[begin EXCERPTED TEXT]

Today, Donald Trump issued an extremely unusual official statement from the White House on the October 2 murder in Istanbul of United States resident Jamal Khashoggi, a Washington Post columnist. After declaring the world to be “a very dangerous place,” the President, in his statement, made the case as to why, in his opinion, even if Khashoggi’s murder was ordered by Saudi Arabia’s Crown Prince Mohammed bin Salman, and carried out by a 15-person Saudi assassination squad, we should look the other way, as we rely on Saudi oil, and want to keep selling the royal family our American fighter jets and advanced weapons systems. The bottom line, Donald Trump said, after parroting Saudi talking points about Khashoggi being an “enemy of the state,” and a member of the Muslim Brotherhood, is that “The United States intends to remain a steadfast partner of Saudi Arabia.” [Khashoggi, by the way, was not a member of the Muslim Brotherhood, and, in fact, considered them a terrorist organization.]

In his official statement on the matter, Donald Trump makes it a point to reiterate that we cannot know for certain that the assassination of Khashoggi, which we know was carried out by 15 Saudis who had flown into Istanbul with bone saws for dismembering his body, was called for by Mohammed bin Salman. “Our intelligence agencies continue to assess all information,” Trump said, “but it could very well be that the Crown Prince had knowledge of this tragic event… maybe he did, and maybe he didn’t!”

Maybe he did, and maybe he didn’t! [The exclamation point is Trump’s.]

Well, according to the CIA, it would appear as though he did.

Four days ago, the following ran in the Washington Post, in a feature titled, “CIA concludes Saudi crown prince ordered Jamal Khashoggi’s assassination.”

…The CIA has concluded that Saudi Crown Prince Mohammed bin Salman ordered the assassination of journalist Jamal Khashoggi in Istanbul last month, contradicting the Saudi government’s claims that he was not involved in the killing, according to people familiar with the matter.

The CIA’s assessment, in which officials have said they have high confidence, is the most definitive to date linking Mohammed to the operation and complicates the Trump administration’s efforts to preserve its relationship with a close ally. A team of 15 Saudi agents flew to Istanbul on government aircraft in October and killed Khashoggi inside the Saudi Consulate, where he had gone to pick up documents that he needed for his planned marriage to a Turkish woman.

In reaching its conclusions, the CIA examined multiple sources of intelligence, including a phone call that the prince’s brother Khalid bin Salman, the Saudi ambassador to the United States, had with Khashoggi, according to the people familiar with the matter, who spoke on the condition of anonymity to discuss the intelligence. Khalid told Khashoggi, a contributing columnist to The Washington Post, that he should go to the Saudi Consulate in Istanbul to retrieve the documents and gave him assurances that it would be safe to do so.

[end EXCERPTED TEXT]
[begin SUPPLIED ENTRIES]

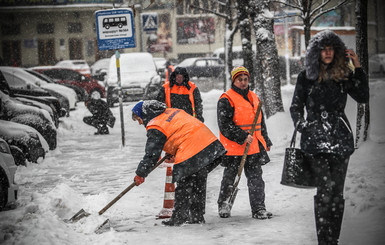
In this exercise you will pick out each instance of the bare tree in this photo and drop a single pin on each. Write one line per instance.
(311, 10)
(268, 84)
(363, 112)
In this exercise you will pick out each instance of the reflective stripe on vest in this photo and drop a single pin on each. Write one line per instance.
(186, 135)
(180, 90)
(244, 113)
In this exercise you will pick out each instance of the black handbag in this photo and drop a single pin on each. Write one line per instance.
(296, 172)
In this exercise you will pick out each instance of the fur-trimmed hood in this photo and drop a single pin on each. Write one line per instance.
(313, 53)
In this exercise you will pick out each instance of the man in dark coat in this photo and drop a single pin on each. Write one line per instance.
(195, 148)
(327, 138)
(101, 115)
(181, 93)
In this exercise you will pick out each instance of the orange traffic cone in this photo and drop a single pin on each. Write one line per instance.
(169, 196)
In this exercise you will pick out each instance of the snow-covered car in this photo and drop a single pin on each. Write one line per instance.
(139, 78)
(22, 88)
(100, 68)
(80, 92)
(28, 139)
(377, 64)
(8, 187)
(80, 66)
(203, 67)
(57, 90)
(24, 79)
(39, 119)
(68, 76)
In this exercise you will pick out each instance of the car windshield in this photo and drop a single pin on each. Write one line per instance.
(187, 62)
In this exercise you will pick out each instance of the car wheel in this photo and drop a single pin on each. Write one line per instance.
(95, 94)
(3, 191)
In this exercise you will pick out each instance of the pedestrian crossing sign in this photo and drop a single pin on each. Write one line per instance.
(150, 21)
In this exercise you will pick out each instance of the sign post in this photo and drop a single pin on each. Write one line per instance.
(115, 29)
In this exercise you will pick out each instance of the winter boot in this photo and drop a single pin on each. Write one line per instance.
(322, 221)
(262, 214)
(336, 221)
(224, 210)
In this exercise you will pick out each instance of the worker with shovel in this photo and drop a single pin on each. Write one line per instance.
(238, 114)
(196, 149)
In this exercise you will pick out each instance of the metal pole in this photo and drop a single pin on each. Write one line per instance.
(117, 56)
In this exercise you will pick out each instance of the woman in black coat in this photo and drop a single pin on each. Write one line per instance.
(327, 138)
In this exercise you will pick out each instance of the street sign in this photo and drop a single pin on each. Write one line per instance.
(150, 21)
(115, 29)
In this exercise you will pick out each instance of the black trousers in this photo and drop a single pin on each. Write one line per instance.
(329, 172)
(253, 173)
(190, 197)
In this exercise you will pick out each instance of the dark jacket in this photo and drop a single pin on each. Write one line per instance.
(99, 108)
(326, 128)
(156, 141)
(225, 114)
(182, 101)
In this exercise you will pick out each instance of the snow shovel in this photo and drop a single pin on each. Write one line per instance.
(228, 203)
(81, 214)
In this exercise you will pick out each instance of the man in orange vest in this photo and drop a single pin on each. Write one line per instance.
(196, 150)
(236, 111)
(181, 93)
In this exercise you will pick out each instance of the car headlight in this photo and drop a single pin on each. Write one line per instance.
(155, 80)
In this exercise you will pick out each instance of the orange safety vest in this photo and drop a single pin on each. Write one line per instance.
(180, 90)
(186, 136)
(244, 113)
(168, 72)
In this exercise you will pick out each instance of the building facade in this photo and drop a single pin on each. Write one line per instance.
(42, 32)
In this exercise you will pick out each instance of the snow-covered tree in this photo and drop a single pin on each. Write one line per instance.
(268, 84)
(311, 10)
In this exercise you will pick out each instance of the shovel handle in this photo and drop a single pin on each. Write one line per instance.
(129, 188)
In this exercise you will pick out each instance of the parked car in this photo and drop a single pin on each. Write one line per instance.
(68, 76)
(21, 90)
(80, 92)
(16, 111)
(377, 64)
(100, 68)
(57, 90)
(80, 66)
(26, 138)
(139, 78)
(203, 67)
(8, 187)
(22, 79)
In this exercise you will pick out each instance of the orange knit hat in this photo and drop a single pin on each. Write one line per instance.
(238, 71)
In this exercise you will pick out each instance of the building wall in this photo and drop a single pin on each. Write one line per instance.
(29, 17)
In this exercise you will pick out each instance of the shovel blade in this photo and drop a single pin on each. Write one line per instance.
(78, 216)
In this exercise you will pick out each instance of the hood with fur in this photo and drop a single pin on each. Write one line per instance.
(313, 53)
(182, 71)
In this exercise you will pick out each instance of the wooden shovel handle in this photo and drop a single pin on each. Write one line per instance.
(129, 188)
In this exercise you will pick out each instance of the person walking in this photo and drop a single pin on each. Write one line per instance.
(196, 149)
(235, 112)
(181, 93)
(326, 135)
(101, 115)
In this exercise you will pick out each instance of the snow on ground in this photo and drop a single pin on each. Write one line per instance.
(88, 171)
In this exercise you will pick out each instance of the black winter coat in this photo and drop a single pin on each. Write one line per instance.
(182, 101)
(327, 129)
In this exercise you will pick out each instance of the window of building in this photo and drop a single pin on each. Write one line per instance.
(10, 29)
(75, 27)
(45, 28)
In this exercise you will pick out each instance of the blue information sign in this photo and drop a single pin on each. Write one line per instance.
(115, 29)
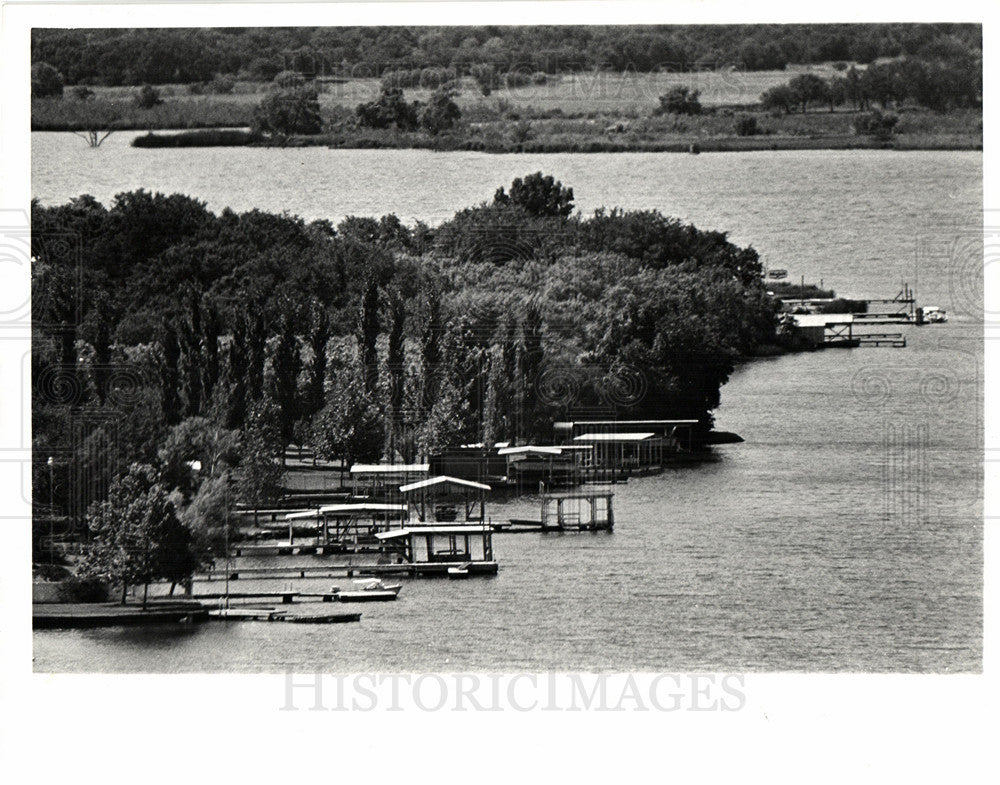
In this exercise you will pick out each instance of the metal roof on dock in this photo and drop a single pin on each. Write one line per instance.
(336, 509)
(389, 468)
(613, 437)
(434, 530)
(445, 480)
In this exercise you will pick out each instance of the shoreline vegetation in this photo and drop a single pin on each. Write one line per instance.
(202, 345)
(520, 89)
(491, 126)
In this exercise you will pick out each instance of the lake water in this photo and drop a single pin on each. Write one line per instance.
(845, 534)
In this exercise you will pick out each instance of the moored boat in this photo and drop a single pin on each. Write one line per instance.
(370, 590)
(459, 572)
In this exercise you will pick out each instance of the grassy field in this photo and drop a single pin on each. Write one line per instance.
(573, 94)
(584, 112)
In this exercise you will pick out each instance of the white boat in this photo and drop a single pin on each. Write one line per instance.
(369, 590)
(934, 315)
(459, 572)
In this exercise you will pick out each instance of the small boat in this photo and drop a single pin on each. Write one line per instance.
(459, 572)
(934, 315)
(370, 590)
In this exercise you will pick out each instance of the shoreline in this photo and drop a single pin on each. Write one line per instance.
(680, 144)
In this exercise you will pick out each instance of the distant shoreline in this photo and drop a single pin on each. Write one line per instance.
(464, 143)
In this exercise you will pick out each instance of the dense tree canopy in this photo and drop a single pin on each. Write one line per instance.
(162, 56)
(204, 344)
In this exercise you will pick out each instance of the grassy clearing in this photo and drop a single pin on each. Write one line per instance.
(583, 112)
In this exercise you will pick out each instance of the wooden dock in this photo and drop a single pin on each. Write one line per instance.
(272, 614)
(45, 616)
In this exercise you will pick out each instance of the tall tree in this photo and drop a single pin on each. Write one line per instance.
(169, 373)
(137, 536)
(367, 334)
(319, 335)
(286, 363)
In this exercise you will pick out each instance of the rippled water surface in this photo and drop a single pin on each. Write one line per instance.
(844, 534)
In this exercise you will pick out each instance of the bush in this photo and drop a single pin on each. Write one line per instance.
(746, 125)
(287, 80)
(876, 124)
(390, 109)
(77, 589)
(46, 81)
(513, 79)
(680, 100)
(204, 138)
(441, 112)
(222, 84)
(148, 97)
(288, 112)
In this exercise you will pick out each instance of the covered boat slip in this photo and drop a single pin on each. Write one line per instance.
(333, 528)
(382, 480)
(531, 464)
(431, 550)
(616, 450)
(590, 510)
(678, 430)
(438, 499)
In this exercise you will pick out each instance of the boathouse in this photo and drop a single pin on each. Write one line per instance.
(438, 499)
(530, 464)
(430, 550)
(680, 430)
(629, 450)
(590, 510)
(348, 525)
(379, 480)
(470, 462)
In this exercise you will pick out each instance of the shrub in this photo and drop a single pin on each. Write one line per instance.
(746, 125)
(46, 81)
(390, 109)
(441, 112)
(222, 84)
(148, 97)
(680, 100)
(876, 124)
(288, 112)
(287, 80)
(76, 589)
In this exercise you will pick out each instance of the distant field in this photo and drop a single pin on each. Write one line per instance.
(585, 112)
(573, 93)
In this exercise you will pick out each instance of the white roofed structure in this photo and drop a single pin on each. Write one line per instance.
(436, 499)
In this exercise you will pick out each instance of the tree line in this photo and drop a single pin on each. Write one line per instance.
(937, 84)
(164, 56)
(178, 353)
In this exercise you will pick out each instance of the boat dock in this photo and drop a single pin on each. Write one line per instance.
(80, 615)
(588, 510)
(270, 614)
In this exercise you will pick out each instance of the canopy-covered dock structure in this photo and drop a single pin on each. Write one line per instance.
(587, 510)
(531, 464)
(347, 526)
(438, 499)
(431, 550)
(679, 432)
(382, 480)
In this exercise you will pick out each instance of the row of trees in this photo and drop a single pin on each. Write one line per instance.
(178, 353)
(162, 56)
(933, 84)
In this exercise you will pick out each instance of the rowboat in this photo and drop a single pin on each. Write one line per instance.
(370, 590)
(459, 572)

[end SUPPLIED ENTRIES]

> REQUIRED TASK: Reproduce the passage of the excerpt on the Khashoggi killing starting with "Four days ago, the" and going on through "with the matter.". Nothing in the listing is needed.

> EXERCISE OUTPUT:
Four days ago, the following ran in the Washington Post, in a feature titled, “CIA concludes Saudi crown prince ordered Jamal Khashoggi’s assassination.”

…The CIA has concluded that Saudi Crown Prince Mohammed bin Salman ordered the assassination of journalist Jamal Khashoggi in Istanbul last month, contradicting the Saudi government’s claims that he was not involved in the killing, according to people familiar with the matter.